THE RECORDS =>

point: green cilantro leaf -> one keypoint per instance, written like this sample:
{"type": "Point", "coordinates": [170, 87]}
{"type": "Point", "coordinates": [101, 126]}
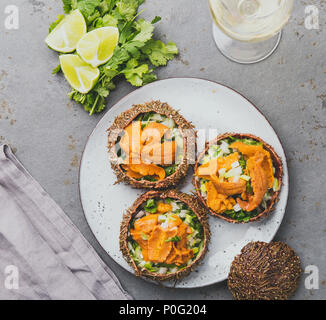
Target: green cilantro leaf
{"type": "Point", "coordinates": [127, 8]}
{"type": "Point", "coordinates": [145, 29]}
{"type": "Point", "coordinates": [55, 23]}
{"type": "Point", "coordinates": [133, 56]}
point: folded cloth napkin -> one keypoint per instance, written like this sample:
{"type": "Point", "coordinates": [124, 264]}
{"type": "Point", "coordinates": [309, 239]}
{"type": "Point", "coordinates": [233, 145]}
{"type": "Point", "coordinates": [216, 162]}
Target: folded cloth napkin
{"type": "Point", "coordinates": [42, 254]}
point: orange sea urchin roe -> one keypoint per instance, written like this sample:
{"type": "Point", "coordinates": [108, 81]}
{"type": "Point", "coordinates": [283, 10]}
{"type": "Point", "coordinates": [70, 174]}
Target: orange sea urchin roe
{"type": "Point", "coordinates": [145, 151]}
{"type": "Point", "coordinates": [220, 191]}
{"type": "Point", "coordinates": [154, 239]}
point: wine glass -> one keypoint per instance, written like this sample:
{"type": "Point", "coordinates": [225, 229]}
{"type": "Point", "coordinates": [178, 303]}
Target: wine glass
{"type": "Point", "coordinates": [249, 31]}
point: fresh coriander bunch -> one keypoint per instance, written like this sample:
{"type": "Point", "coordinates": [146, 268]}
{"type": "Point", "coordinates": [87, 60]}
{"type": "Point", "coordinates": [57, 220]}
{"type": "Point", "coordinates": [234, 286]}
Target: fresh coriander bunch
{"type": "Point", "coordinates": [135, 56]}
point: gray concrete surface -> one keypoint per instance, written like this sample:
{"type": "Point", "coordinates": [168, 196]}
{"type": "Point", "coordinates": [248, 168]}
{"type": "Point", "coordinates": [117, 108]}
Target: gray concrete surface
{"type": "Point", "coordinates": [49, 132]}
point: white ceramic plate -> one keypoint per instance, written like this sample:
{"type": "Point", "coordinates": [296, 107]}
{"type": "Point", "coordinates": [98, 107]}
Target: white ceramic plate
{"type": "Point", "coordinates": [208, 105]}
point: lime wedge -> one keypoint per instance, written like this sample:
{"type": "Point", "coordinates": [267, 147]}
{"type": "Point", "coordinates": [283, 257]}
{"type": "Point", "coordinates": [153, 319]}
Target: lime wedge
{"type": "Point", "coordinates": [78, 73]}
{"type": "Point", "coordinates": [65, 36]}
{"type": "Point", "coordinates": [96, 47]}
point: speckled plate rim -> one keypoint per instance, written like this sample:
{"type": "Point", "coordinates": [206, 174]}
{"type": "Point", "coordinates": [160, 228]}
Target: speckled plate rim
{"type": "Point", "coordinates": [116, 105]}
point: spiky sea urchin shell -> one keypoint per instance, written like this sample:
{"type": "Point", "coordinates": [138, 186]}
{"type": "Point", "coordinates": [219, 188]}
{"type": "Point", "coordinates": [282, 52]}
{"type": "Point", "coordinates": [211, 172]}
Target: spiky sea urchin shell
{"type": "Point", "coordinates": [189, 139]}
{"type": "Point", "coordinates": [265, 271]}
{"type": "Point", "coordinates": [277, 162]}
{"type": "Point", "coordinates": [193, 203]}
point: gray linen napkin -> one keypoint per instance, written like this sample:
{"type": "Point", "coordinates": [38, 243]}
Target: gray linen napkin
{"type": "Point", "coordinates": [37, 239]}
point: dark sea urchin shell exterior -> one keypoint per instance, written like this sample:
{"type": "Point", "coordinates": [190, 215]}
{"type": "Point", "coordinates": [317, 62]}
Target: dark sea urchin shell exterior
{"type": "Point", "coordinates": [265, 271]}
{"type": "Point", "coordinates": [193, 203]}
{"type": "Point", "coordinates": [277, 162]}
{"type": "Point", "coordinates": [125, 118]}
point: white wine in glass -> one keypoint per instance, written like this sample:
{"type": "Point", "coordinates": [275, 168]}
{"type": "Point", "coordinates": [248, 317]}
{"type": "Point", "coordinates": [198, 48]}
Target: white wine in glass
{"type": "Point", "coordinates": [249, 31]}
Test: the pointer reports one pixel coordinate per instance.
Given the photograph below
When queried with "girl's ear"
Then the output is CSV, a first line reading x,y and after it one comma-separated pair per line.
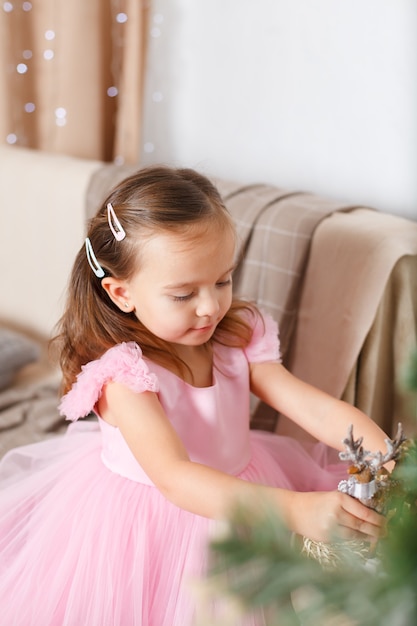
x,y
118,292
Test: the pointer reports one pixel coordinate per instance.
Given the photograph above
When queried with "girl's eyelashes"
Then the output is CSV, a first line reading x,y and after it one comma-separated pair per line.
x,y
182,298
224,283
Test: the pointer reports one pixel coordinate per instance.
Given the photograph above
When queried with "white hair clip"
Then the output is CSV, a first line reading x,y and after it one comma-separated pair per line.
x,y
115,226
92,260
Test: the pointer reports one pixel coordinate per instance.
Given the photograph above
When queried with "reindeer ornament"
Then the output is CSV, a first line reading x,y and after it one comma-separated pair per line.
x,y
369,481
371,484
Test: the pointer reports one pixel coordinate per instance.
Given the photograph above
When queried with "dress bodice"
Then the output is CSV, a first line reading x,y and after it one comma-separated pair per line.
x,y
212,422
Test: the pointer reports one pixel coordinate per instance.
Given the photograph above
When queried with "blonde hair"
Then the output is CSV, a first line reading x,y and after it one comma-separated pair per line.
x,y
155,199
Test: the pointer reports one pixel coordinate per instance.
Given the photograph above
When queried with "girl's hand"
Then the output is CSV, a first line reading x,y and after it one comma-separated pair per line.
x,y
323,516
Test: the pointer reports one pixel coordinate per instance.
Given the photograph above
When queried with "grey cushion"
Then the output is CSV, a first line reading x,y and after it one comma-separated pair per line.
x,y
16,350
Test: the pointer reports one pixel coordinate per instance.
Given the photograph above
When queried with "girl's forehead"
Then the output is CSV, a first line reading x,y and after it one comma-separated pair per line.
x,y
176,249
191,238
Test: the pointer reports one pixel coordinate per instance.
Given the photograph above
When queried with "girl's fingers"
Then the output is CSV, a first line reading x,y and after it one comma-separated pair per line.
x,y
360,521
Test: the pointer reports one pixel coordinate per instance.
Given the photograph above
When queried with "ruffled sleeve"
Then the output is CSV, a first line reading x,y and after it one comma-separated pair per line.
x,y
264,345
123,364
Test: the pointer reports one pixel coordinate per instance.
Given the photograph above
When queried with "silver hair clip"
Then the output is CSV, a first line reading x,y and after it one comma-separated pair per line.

AIM => Each record must be quoted in full and exactly. Do not include the pictures.

FULL ANSWER =>
point: green cilantro leaf -> one keypoint per instance, written like this sample:
{"type": "Point", "coordinates": [170, 87]}
{"type": "Point", "coordinates": [101, 126]}
Target: green cilantro leaf
{"type": "Point", "coordinates": [127, 8]}
{"type": "Point", "coordinates": [145, 29]}
{"type": "Point", "coordinates": [55, 23]}
{"type": "Point", "coordinates": [133, 56]}
point: folded cloth napkin -> one keypoint per instance, written like this sample:
{"type": "Point", "coordinates": [124, 264]}
{"type": "Point", "coordinates": [309, 239]}
{"type": "Point", "coordinates": [233, 145]}
{"type": "Point", "coordinates": [216, 162]}
Target: folded cloth napkin
{"type": "Point", "coordinates": [42, 254]}
point: orange sea urchin roe -> one keypoint per instance, written like this sample:
{"type": "Point", "coordinates": [108, 81]}
{"type": "Point", "coordinates": [283, 10]}
{"type": "Point", "coordinates": [70, 174]}
Target: orange sea urchin roe
{"type": "Point", "coordinates": [145, 151]}
{"type": "Point", "coordinates": [220, 191]}
{"type": "Point", "coordinates": [154, 239]}
point: wine glass -> one keypoint per instance, written like this sample:
{"type": "Point", "coordinates": [225, 229]}
{"type": "Point", "coordinates": [178, 303]}
Target: wine glass
{"type": "Point", "coordinates": [249, 31]}
point: fresh coriander bunch -> one keypoint per instance, written like this sample:
{"type": "Point", "coordinates": [146, 268]}
{"type": "Point", "coordinates": [87, 60]}
{"type": "Point", "coordinates": [57, 220]}
{"type": "Point", "coordinates": [234, 286]}
Target: fresh coriander bunch
{"type": "Point", "coordinates": [135, 56]}
point: gray concrete surface -> one keypoint per instance, written like this sample:
{"type": "Point", "coordinates": [168, 196]}
{"type": "Point", "coordinates": [248, 168]}
{"type": "Point", "coordinates": [117, 108]}
Target: gray concrete surface
{"type": "Point", "coordinates": [49, 132]}
point: white ceramic plate -> one keypoint per instance, written like this sample:
{"type": "Point", "coordinates": [296, 107]}
{"type": "Point", "coordinates": [98, 107]}
Target: white ceramic plate
{"type": "Point", "coordinates": [208, 105]}
point: lime wedge -> one keypoint per instance, written like this sample:
{"type": "Point", "coordinates": [267, 147]}
{"type": "Point", "coordinates": [283, 257]}
{"type": "Point", "coordinates": [153, 319]}
Target: lime wedge
{"type": "Point", "coordinates": [78, 73]}
{"type": "Point", "coordinates": [65, 36]}
{"type": "Point", "coordinates": [96, 47]}
point: speckled plate rim -> one keypoint per instance, written like this sample:
{"type": "Point", "coordinates": [206, 174]}
{"type": "Point", "coordinates": [160, 228]}
Target: speckled plate rim
{"type": "Point", "coordinates": [116, 105]}
point: spiky sea urchin shell -> one keypoint per instance, written like this sample:
{"type": "Point", "coordinates": [138, 186]}
{"type": "Point", "coordinates": [219, 188]}
{"type": "Point", "coordinates": [282, 52]}
{"type": "Point", "coordinates": [211, 172]}
Target: spiky sea urchin shell
{"type": "Point", "coordinates": [189, 139]}
{"type": "Point", "coordinates": [265, 271]}
{"type": "Point", "coordinates": [277, 162]}
{"type": "Point", "coordinates": [193, 203]}
point: gray linen napkin -> one keypoint per instance, written like this sample:
{"type": "Point", "coordinates": [38, 243]}
Target: gray linen napkin
{"type": "Point", "coordinates": [37, 239]}
point: dark sea urchin shell exterior -> one keypoint per instance, written like this sample:
{"type": "Point", "coordinates": [190, 215]}
{"type": "Point", "coordinates": [317, 62]}
Target: dark sea urchin shell exterior
{"type": "Point", "coordinates": [265, 271]}
{"type": "Point", "coordinates": [193, 203]}
{"type": "Point", "coordinates": [277, 162]}
{"type": "Point", "coordinates": [125, 118]}
point: white wine in glass -> one keypoint per instance, written like this sample:
{"type": "Point", "coordinates": [275, 168]}
{"type": "Point", "coordinates": [248, 317]}
{"type": "Point", "coordinates": [198, 48]}
Target: white wine in glass
{"type": "Point", "coordinates": [249, 31]}
Test: the pointer reports one pixel coordinate per instance.
Given the photograph below
When queried with "girl's ear"
Then the output is CSV, a first line reading x,y and after it one comma-separated pair per line.
x,y
118,292
Test: the pointer reports one pixel coordinate per instance.
Given the photograph above
When queried with "girl's eyelashes"
Then the output is CSV, a first line reading x,y and after it one comma-separated pair per line.
x,y
182,298
224,283
Test: the pointer reports one pixel coordinate per instance.
Given the photograph above
When queried with "white hair clip"
Then the output is CSV, a first line reading x,y and after it one comma-separated pair per line.
x,y
115,226
92,260
Test: the pointer reports one pixel coordinate per instance.
Given the photograph above
When queried with "reindeer ornament"
Then the output is CSV, a first line reading x,y and after it one comma-separated pair per line.
x,y
369,481
371,484
Test: the pointer reports one pixel coordinate per instance.
Given the photograph above
When queried with "dress bodice"
Then the output is CSV, a first line reading x,y and after it one comma-separated pair per line.
x,y
212,422
Test: the pointer reports one pixel coordinate per instance.
Given the photograph above
When queried with "blonde hair"
Then the output is CSV, a first line reading x,y and after it one comma-separated pair per line.
x,y
155,199
Test: the pointer reports one pixel coordinate per instance.
Given the photograph above
When queried with "girl's hand"
Then the output is CSV, a first line reading x,y and after it one comma-separated pair per line.
x,y
323,516
Test: the pointer reports one pixel coordinate per instance.
Given the photograph above
When queried with "grey cushion"
Then the output is CSV, a first line reading x,y and after it one comma-separated pair per line.
x,y
16,350
Test: the pointer reports one pixel coordinate per instance.
Given the photograph above
When queried with "girl's forehead"
Then the output is CSV, a first line reading x,y and after it one comma-separated pair per line.
x,y
176,249
191,238
Test: the pointer reports one pixel coordinate per instance.
Given the photograph above
When queried with "girl's fingers"
Then the output is CSV, a first line reading x,y and after it one comma-separated pair per line.
x,y
360,521
Test: the pointer reports one pixel coordinate per instance.
Given the photograph above
When queried with "ruffled sleeve"
Then the output is CSV, a first line reading x,y and after it one comma-separated pair per line.
x,y
264,345
123,364
Test: the pointer reports one pixel coordinate per instance.
Given the photograph above
When queried with "silver hair clip"
Then the output is CSV, a first line reading x,y and after it one comma-separated pair per line.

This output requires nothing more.